◆ Stated task
Reproduce the material below word for word and line for line, leaving out the pictures.

Dataset material about object locations
start
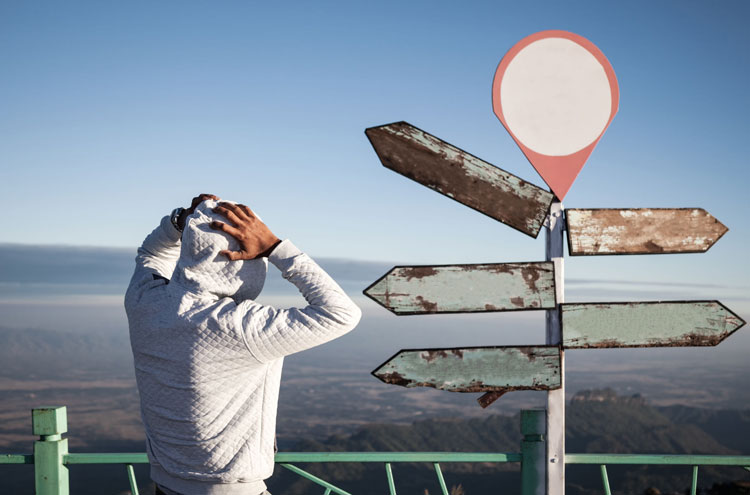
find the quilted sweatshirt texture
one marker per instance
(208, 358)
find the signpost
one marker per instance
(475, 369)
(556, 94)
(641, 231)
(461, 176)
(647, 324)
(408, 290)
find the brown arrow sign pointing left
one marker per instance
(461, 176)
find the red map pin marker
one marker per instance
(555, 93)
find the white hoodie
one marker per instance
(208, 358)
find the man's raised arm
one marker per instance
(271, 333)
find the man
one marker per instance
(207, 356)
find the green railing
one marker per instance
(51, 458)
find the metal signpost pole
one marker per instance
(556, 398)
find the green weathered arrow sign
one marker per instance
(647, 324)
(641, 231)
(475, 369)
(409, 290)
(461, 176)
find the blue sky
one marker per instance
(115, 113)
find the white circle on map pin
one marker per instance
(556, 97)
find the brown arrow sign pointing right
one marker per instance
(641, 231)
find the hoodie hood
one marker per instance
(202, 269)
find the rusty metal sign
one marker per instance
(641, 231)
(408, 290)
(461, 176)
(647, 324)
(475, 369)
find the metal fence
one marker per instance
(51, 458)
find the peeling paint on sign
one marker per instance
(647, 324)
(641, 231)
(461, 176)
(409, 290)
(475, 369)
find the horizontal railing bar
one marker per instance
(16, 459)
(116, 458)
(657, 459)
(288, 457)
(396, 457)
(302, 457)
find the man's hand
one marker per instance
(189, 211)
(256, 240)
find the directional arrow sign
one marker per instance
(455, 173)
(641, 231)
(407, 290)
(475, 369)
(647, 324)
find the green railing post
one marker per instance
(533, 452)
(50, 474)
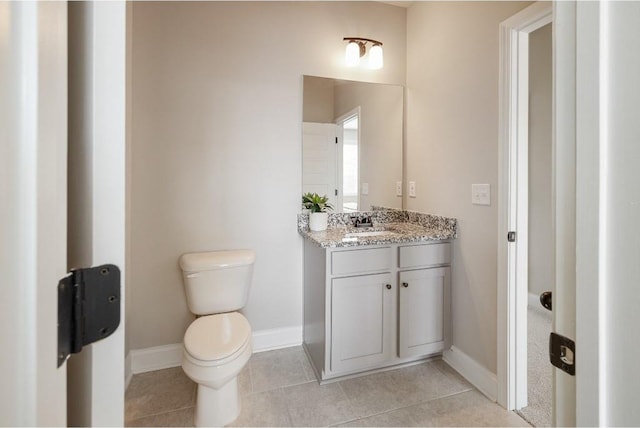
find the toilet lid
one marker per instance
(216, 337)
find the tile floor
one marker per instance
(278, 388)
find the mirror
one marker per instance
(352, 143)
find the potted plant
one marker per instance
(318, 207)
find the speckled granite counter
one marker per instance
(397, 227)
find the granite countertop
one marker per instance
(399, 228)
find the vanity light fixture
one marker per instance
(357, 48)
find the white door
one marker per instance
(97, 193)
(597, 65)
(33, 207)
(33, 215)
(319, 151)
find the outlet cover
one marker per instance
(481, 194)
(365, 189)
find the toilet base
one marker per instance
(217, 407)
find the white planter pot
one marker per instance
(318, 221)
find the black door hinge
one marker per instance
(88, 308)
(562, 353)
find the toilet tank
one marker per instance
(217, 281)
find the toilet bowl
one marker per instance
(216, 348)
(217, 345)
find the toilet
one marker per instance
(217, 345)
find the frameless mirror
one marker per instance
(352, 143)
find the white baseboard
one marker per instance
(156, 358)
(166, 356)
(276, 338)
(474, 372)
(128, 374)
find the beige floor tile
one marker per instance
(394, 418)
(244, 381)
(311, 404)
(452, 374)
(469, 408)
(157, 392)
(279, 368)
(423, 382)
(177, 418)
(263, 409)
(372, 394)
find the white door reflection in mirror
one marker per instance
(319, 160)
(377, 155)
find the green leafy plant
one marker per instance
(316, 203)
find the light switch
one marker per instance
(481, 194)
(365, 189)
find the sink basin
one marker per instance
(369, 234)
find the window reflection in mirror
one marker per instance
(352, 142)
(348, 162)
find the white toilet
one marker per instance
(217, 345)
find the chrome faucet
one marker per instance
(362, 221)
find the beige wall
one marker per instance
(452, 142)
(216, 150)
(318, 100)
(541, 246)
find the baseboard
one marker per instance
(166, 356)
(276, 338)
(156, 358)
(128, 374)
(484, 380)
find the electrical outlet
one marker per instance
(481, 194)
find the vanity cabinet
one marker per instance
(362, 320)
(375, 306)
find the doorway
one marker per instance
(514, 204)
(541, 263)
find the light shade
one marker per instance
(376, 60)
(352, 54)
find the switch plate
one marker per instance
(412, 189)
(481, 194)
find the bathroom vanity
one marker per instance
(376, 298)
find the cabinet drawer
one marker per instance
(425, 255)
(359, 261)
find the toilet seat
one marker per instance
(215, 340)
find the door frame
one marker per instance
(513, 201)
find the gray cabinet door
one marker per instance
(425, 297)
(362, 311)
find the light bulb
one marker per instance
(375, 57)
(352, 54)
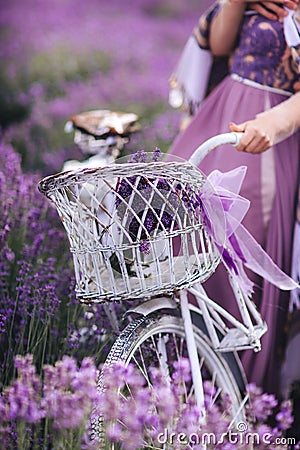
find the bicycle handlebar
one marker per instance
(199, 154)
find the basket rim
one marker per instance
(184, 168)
end
◆ Complete response
find the quilted sweatshirt texture
one marker per instance
(208, 358)
find the signpost
one marker per instance
(475, 369)
(556, 94)
(641, 231)
(461, 176)
(647, 324)
(408, 290)
find the brown arrow sign pointing left
one marker per instance
(461, 176)
find the red map pin marker
one marker per instance
(555, 93)
find the white hoodie
one marker per instance
(208, 358)
find the man's raised arm
one marker per instance
(271, 333)
find the man
one marker per instance
(207, 356)
find the green railing
one marker per instance
(51, 458)
find the metal signpost pole
one marker per instance
(556, 398)
find the green weathered arrow sign
one marker per instance
(647, 324)
(641, 231)
(475, 369)
(409, 290)
(461, 176)
find the blue sky
one marker per instance
(115, 113)
find the white circle on map pin
one marker per instance
(556, 97)
find the brown arrow sign pointing right
one marker per instance
(641, 231)
find the hoodie hood
one marker per instance
(202, 269)
find the rusty metal sign
one marker per instance
(641, 231)
(408, 290)
(461, 176)
(647, 324)
(475, 369)
find the metal fence
one marker per instance
(51, 458)
find the peeling paint on sign
one marker per instance
(647, 324)
(641, 231)
(461, 176)
(409, 290)
(475, 369)
find the horizontal railing bar
one marker per instance
(16, 459)
(116, 458)
(657, 459)
(288, 457)
(396, 457)
(302, 457)
find the man's hand
one marker per instance
(189, 211)
(256, 240)
find the directional arrow sign
one marker per instance
(455, 173)
(641, 231)
(407, 290)
(475, 369)
(647, 324)
find the green railing post
one marker per instance
(533, 452)
(50, 474)
find the toilet lid
one marker per instance
(216, 337)
find the tile floor
one marker per instance
(278, 388)
find the mirror
one marker per instance
(352, 143)
find the potted plant
one marker per instance
(318, 207)
find the speckled granite counter
one marker per instance
(397, 227)
find the granite countertop
one marker per instance
(399, 228)
find the vanity light fixture
one marker per instance
(357, 48)
find the white door
one marker per instance
(97, 193)
(597, 65)
(33, 207)
(33, 215)
(319, 151)
find the outlet cover
one marker per instance
(481, 194)
(365, 189)
find the toilet base
one marker per instance
(217, 407)
find the white planter pot
one marker per instance
(318, 221)
find the black door hinge
one marker per instance
(88, 308)
(562, 353)
find the toilet tank
one marker per instance
(217, 281)
find the toilet bowl
one marker per instance
(216, 348)
(217, 345)
find the toilet
one marker per instance
(217, 345)
find the frameless mirror
one marker per instance
(352, 143)
find the white baseboard
one marker per instance
(156, 358)
(166, 356)
(276, 338)
(474, 372)
(128, 374)
find the beige floor tile
one marker per instance
(394, 418)
(244, 381)
(311, 404)
(452, 374)
(469, 408)
(157, 392)
(279, 368)
(423, 382)
(177, 418)
(263, 409)
(372, 394)
find the white door reflection in mirror
one marker per instance
(319, 160)
(377, 155)
find the green leafy plant
one marker per instance
(316, 203)
find the light switch
one marker per instance
(481, 194)
(365, 189)
find the sink basin
one marker per instance
(369, 234)
find the window reflection in mirror
one marker per instance
(352, 142)
(348, 162)
find the white toilet
one marker per instance
(217, 345)
find the chrome faucet
one marker per instance
(362, 221)
find the beige wall
one marker per instance
(452, 142)
(216, 150)
(318, 100)
(541, 246)
find the baseboard
one marker per instance
(166, 356)
(276, 338)
(156, 358)
(128, 374)
(484, 380)
find the electrical outlet
one marker per instance
(481, 194)
find the vanity cabinet
one marker per instance
(362, 320)
(375, 306)
find the doorway
one marker per instance
(514, 204)
(541, 263)
find the light shade
one marker per instance
(376, 60)
(352, 54)
find the switch plate
one marker per instance
(412, 189)
(481, 194)
find the bathroom vanity
one marker per instance
(376, 298)
find the cabinet drawer
one marker per instance
(425, 255)
(359, 261)
find the toilet seat
one marker per instance
(215, 340)
find the door frame
one marker per instance
(513, 201)
find the gray cabinet door
one marker per instance
(425, 297)
(362, 311)
find the light bulb
one marker per instance
(375, 57)
(352, 54)
find the bicycle handlebar
one marker per instance
(199, 154)
find the basket rim
one marker per instance
(184, 168)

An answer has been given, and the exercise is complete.